▶ What you are asked to do
What follows is a set of entries. Give them again exactly, without the pictures.

=== Section Start ===

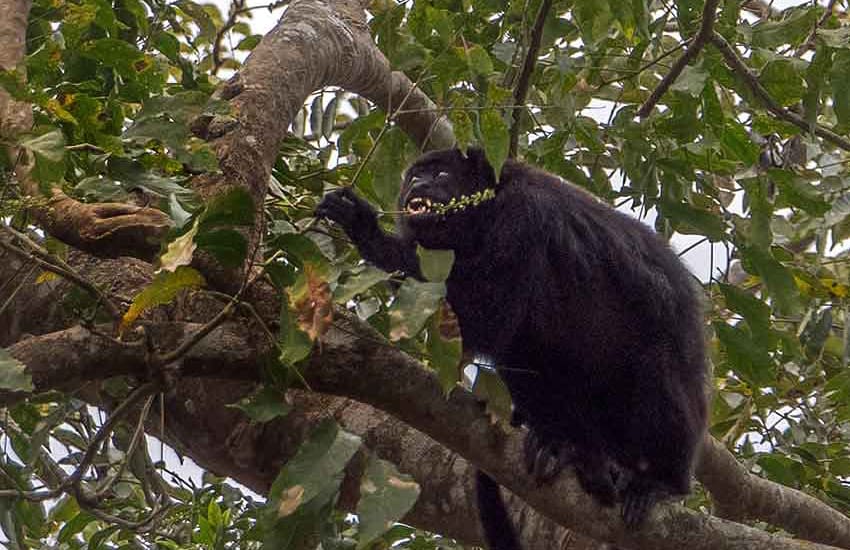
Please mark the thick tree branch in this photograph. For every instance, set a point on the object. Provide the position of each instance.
(699, 41)
(355, 362)
(108, 229)
(739, 495)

=== Section End ===

▶ Output of the task
Please mark the thick tree branch in this photograph. For every instance, set a point on the object. Provide the position of each instance.
(699, 41)
(355, 362)
(108, 229)
(739, 495)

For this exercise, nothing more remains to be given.